| STATED GOAL |
Turn every line of the rows below into a Markdown table with two columns, Number and Line, where Number gives each line's position and Line holds its text. Leave out any blank lines.

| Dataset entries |
+ + + + +

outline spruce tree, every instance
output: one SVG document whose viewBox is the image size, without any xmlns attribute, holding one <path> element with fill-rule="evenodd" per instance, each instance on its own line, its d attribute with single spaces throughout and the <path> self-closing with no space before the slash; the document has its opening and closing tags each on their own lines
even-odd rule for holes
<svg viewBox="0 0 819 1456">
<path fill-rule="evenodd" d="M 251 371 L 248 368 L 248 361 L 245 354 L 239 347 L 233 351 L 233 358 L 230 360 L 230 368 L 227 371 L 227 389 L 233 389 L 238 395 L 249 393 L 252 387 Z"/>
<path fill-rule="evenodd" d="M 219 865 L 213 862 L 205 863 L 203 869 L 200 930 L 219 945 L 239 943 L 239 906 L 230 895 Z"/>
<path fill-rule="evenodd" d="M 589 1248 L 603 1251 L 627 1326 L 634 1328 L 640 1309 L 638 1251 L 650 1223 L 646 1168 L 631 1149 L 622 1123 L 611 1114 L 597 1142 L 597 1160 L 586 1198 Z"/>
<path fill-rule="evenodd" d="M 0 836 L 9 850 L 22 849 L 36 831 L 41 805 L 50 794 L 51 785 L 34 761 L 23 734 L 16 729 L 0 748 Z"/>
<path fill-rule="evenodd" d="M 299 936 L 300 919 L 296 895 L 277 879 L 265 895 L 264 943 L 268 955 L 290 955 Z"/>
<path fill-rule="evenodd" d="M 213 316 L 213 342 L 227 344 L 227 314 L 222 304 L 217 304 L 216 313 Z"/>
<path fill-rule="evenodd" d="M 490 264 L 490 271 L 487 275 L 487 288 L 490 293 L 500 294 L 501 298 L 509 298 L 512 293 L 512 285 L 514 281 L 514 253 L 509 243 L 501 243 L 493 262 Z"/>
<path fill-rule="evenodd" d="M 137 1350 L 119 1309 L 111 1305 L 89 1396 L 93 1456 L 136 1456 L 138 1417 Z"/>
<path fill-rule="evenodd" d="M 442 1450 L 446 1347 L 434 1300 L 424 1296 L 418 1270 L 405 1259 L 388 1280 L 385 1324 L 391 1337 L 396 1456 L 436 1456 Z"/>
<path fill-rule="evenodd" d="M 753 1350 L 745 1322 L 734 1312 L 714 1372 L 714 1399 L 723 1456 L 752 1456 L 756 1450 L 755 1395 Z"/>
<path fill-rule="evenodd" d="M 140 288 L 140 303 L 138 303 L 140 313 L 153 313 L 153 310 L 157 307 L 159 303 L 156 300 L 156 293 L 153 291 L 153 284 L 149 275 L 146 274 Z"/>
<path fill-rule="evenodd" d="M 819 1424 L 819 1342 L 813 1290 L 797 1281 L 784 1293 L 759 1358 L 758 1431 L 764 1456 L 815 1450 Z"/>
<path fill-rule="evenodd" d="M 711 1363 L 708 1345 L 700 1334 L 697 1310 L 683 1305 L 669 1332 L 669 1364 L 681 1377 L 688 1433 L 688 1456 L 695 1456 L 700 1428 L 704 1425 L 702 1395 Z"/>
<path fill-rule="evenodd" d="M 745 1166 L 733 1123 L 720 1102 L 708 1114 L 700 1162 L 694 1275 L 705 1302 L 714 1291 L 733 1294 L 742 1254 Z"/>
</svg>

+ + + + +

| EXERCISE OUTPUT |
| Number | Line |
|---|---|
| 1 | outline spruce tree, every instance |
| 2 | output: one SVG document whose viewBox is the image size, without any xmlns attribute, holding one <path> element with fill-rule="evenodd" per instance, each instance on its own line, its d attribute with single spaces throughout and the <path> self-closing with no space before the slash; the document has its opening and closing tags each on their own lines |
| 3 | even-odd rule for holes |
| 4 | <svg viewBox="0 0 819 1456"> |
| 5 | <path fill-rule="evenodd" d="M 251 371 L 248 368 L 248 361 L 245 354 L 239 347 L 233 351 L 233 358 L 230 360 L 230 368 L 227 371 L 227 389 L 233 389 L 238 395 L 249 393 L 252 387 Z"/> |
| 6 | <path fill-rule="evenodd" d="M 219 865 L 213 862 L 205 863 L 203 869 L 200 930 L 219 945 L 239 943 L 239 906 L 230 895 Z"/> |
| 7 | <path fill-rule="evenodd" d="M 589 1248 L 603 1251 L 627 1326 L 634 1328 L 640 1309 L 638 1251 L 650 1223 L 646 1168 L 631 1149 L 622 1123 L 611 1114 L 597 1142 L 597 1160 L 586 1198 Z"/> |
| 8 | <path fill-rule="evenodd" d="M 0 836 L 9 850 L 22 849 L 36 831 L 41 805 L 50 794 L 51 785 L 34 761 L 23 734 L 16 729 L 0 748 Z"/> |
| 9 | <path fill-rule="evenodd" d="M 299 936 L 300 919 L 296 895 L 277 879 L 265 895 L 264 943 L 268 955 L 290 955 Z"/> |
| 10 | <path fill-rule="evenodd" d="M 213 316 L 213 342 L 227 344 L 227 314 L 222 304 L 217 304 L 216 313 Z"/> |
| 11 | <path fill-rule="evenodd" d="M 490 264 L 490 271 L 487 275 L 487 288 L 490 293 L 500 294 L 501 298 L 509 298 L 512 293 L 512 285 L 514 281 L 514 253 L 509 243 L 501 243 L 493 262 Z"/> |
| 12 | <path fill-rule="evenodd" d="M 137 1350 L 119 1309 L 111 1305 L 89 1396 L 93 1456 L 136 1456 L 138 1417 Z"/> |
| 13 | <path fill-rule="evenodd" d="M 442 1450 L 446 1347 L 434 1300 L 424 1296 L 418 1270 L 405 1259 L 388 1280 L 385 1324 L 391 1337 L 396 1456 L 436 1456 Z"/> |
| 14 | <path fill-rule="evenodd" d="M 753 1350 L 745 1322 L 734 1312 L 714 1372 L 714 1399 L 723 1456 L 752 1456 L 756 1450 L 755 1395 Z"/> |
| 15 | <path fill-rule="evenodd" d="M 140 288 L 140 303 L 138 303 L 140 313 L 153 313 L 153 310 L 157 307 L 159 303 L 156 300 L 156 293 L 153 291 L 153 284 L 149 275 L 146 274 Z"/> |
| 16 | <path fill-rule="evenodd" d="M 819 1424 L 819 1342 L 813 1290 L 797 1281 L 784 1293 L 759 1358 L 758 1431 L 764 1456 L 815 1450 Z"/> |
| 17 | <path fill-rule="evenodd" d="M 711 1363 L 708 1345 L 700 1334 L 697 1310 L 683 1305 L 669 1332 L 669 1364 L 681 1377 L 688 1433 L 688 1456 L 695 1456 L 700 1428 L 704 1425 L 702 1395 Z"/> |
| 18 | <path fill-rule="evenodd" d="M 745 1166 L 733 1123 L 720 1102 L 708 1114 L 700 1162 L 694 1275 L 705 1302 L 714 1291 L 733 1294 L 742 1254 Z"/> |
| 19 | </svg> |